↓
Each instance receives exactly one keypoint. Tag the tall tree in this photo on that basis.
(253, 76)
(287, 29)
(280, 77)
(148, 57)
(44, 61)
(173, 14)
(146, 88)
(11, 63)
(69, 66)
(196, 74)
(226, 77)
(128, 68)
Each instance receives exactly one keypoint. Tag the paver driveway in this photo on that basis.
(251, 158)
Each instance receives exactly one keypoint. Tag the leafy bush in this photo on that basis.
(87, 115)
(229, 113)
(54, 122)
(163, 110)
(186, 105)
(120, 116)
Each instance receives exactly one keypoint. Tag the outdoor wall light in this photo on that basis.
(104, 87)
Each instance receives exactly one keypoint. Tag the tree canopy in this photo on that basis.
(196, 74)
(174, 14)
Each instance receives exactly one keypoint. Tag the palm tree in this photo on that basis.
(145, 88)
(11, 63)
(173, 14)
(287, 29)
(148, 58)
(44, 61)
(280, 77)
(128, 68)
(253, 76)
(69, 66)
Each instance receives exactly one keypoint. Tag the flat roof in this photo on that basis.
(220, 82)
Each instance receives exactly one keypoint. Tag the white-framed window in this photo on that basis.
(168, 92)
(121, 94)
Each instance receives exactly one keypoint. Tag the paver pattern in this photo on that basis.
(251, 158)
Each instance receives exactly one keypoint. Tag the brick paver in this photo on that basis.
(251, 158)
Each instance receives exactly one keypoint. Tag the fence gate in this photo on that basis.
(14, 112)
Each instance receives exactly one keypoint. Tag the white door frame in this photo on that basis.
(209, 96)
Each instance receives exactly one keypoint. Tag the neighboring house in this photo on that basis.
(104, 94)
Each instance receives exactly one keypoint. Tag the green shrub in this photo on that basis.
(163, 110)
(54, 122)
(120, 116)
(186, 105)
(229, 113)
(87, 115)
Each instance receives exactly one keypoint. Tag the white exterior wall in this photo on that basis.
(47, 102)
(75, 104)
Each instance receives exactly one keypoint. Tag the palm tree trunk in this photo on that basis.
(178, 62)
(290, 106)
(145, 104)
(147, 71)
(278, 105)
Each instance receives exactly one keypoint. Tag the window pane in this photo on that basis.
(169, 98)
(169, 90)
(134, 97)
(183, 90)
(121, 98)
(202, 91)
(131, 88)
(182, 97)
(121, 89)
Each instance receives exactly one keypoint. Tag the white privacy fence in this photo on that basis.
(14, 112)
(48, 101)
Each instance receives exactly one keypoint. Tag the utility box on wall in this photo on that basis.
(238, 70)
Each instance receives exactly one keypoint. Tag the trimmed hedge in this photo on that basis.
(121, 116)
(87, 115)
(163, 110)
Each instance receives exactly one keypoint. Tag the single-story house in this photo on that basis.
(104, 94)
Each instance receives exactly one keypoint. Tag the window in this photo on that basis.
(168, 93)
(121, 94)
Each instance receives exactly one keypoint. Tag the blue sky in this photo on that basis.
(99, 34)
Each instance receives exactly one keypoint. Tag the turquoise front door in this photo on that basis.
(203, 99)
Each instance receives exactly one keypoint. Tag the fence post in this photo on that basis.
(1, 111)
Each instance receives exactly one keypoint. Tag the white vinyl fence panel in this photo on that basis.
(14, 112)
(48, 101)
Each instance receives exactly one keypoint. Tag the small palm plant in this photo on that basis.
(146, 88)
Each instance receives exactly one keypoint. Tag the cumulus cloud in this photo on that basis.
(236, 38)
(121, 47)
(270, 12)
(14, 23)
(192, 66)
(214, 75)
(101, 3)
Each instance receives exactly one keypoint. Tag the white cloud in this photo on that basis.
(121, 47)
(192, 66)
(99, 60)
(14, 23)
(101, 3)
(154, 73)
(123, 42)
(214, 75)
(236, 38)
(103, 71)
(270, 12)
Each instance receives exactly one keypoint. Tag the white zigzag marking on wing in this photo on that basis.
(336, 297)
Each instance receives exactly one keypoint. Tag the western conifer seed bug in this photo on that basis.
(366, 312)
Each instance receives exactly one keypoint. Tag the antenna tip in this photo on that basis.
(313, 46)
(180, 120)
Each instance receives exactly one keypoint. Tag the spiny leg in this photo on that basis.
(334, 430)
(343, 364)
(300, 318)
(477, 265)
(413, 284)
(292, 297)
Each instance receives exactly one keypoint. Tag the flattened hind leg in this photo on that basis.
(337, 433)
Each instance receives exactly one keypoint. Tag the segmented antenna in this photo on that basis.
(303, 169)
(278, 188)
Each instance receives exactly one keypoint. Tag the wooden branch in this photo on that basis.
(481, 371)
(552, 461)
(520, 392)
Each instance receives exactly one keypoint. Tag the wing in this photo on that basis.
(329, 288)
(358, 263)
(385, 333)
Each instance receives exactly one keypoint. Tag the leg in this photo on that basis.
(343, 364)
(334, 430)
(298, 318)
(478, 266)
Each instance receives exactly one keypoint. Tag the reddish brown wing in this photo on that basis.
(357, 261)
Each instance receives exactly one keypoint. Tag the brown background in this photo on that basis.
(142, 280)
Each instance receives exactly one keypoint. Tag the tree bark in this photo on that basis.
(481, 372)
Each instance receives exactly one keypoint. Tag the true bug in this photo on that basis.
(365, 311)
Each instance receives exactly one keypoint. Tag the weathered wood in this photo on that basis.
↑
* _WHAT THE EXERCISE ASKS_
Swap "keypoint" for "marker" throughout the listing above and give all of its lines again, changing nothing else.

* _RESPONSE_
Each instance receives exactly one marker. Tag the tall tree in this photo on that basis.
(253, 76)
(287, 29)
(280, 77)
(148, 57)
(44, 61)
(173, 14)
(146, 88)
(11, 63)
(69, 66)
(196, 74)
(226, 77)
(128, 68)
Each instance receives exactly one marker. Tag the paver driveway in this photo on that basis.
(251, 158)
Each instance receives exactly one marker. Tag the leafy bush in this photo on that basis.
(87, 115)
(229, 113)
(54, 122)
(163, 110)
(186, 105)
(120, 116)
Each instance receives exactly one marker. Tag the outdoor wall light in this photo on that basis.
(104, 87)
Each instance receives exactly one marker. Tag the tree canopy in this photo on that basis.
(196, 74)
(174, 14)
Each instance receives exactly one marker. Tag the palm tree in this photo on that basis.
(145, 88)
(11, 63)
(173, 14)
(287, 29)
(148, 58)
(44, 61)
(280, 77)
(128, 68)
(253, 76)
(69, 66)
Each instance receives exactly one marker. Tag the flat roof in this photo on that basis.
(220, 82)
Each instance receives exactly one marker. Tag the white-framed window in this photo on that basis.
(168, 92)
(121, 94)
Each instance receives exactly one marker. Tag the paver pattern in this photo on that basis.
(251, 158)
Each instance receives exactly one marker. Tag the brick paver in this photo on that basis.
(251, 158)
Each instance receives exactly one marker. Tag the fence gate in this photo on that basis.
(14, 112)
Each instance receives exactly one marker. Tag the white door frame in this photo on that basis.
(209, 96)
Each instance receives exactly one marker. Tag the neighboring house in this photo on that basis.
(104, 94)
Each instance receives exactly one marker. Tag the green shrub in this photo on that basis.
(163, 110)
(54, 122)
(120, 116)
(186, 105)
(229, 113)
(87, 115)
Each instance receives exactly one marker. Tag the white exterior wall in this photo on that basis.
(47, 102)
(75, 104)
Each instance receives exactly one marker. Tag the palm tree trunk in this photo on that basis.
(178, 62)
(290, 106)
(145, 104)
(147, 71)
(278, 105)
Each instance receives exactly one marker. Tag the window pane in this photo on that basis.
(169, 98)
(169, 90)
(134, 97)
(183, 90)
(121, 98)
(202, 91)
(131, 88)
(182, 97)
(121, 89)
Each instance receives exactly one marker. Tag the white privacy fence in this photo on that basis.
(14, 112)
(48, 101)
Each instance receives exactly one marker. Tag the utility box on wall in this photo on that basis.
(238, 70)
Each instance receives exactly one marker. Tag the trimmed hedge in this photo on that basis.
(121, 116)
(87, 115)
(163, 110)
Each instance receives exactly one marker. Tag the single-story house in this photo on that basis.
(104, 94)
Each instance receives exactly one marker. Tag the window in this photo on that basis.
(168, 93)
(121, 94)
Each instance receives exactly one marker. Tag the blue sky in this photo on that basis.
(99, 34)
Each instance receives exactly one marker. Tag the turquoise front door in this photo on that basis.
(203, 99)
Each instance receives exactly one marker. Tag the fence post in this photo on that basis.
(1, 111)
Each instance receives exactly one marker. Tag the white vinyl fence panel in this photo on that basis.
(14, 112)
(48, 101)
Each instance receives exactly one marker. Tag the small palm plant in this photo on that basis.
(146, 88)
Each instance receives exactly one marker. Tag the cumulus cloud in this photo on that basis.
(236, 38)
(121, 47)
(270, 12)
(14, 23)
(192, 66)
(214, 75)
(101, 3)
Each instance receives exactly one marker. Tag the white cloud in this photo on that basis.
(121, 47)
(192, 66)
(99, 60)
(14, 23)
(101, 3)
(154, 73)
(123, 42)
(214, 75)
(236, 38)
(103, 71)
(270, 12)
Each instance receives exactly one marker. Tag the white zigzag marking on wing in this photo on that basis.
(336, 297)
Each instance receives exactly one marker. Tag the western conifer seed bug in this photo on that basis.
(366, 312)
Each instance receives exactly one marker. Tag the antenna tip in this photo on that basis.
(313, 46)
(180, 120)
Each instance receives exactly one marker. Tag the spiny leg in this photo on that basis.
(334, 430)
(343, 364)
(300, 318)
(477, 265)
(413, 284)
(292, 297)
Each instance receives exactly one marker. Tag the flattened hind leg in this photo on that basis.
(337, 433)
Each instance receives exactly one marker. Tag the segmented antenna in this photo on that basis.
(303, 169)
(278, 188)
Each instance receives exactly one marker. Tag the wooden branch in this photo on that basis.
(481, 371)
(552, 461)
(520, 392)
Each instance receives exactly one marker. Tag the wing in this photo on that basis.
(329, 288)
(358, 263)
(385, 333)
Each instance receives exactly one marker. Tag the leg in this photo on that basis.
(343, 364)
(334, 430)
(298, 318)
(478, 266)
Each instance receives exactly one marker. Tag the reddish brown wing in this photo on that basis.
(357, 261)
Each instance receives exactly one marker. Tag the brown background in this photo on that basis.
(142, 280)
Each instance receives exactly one marker. Tag the tree bark in this photo on that basis.
(481, 372)
Each instance receives exactly one marker. Tag the true bug in this photo on that basis.
(365, 311)
Each instance receives exactly one marker. Tag the weathered wood in this photo on that basis.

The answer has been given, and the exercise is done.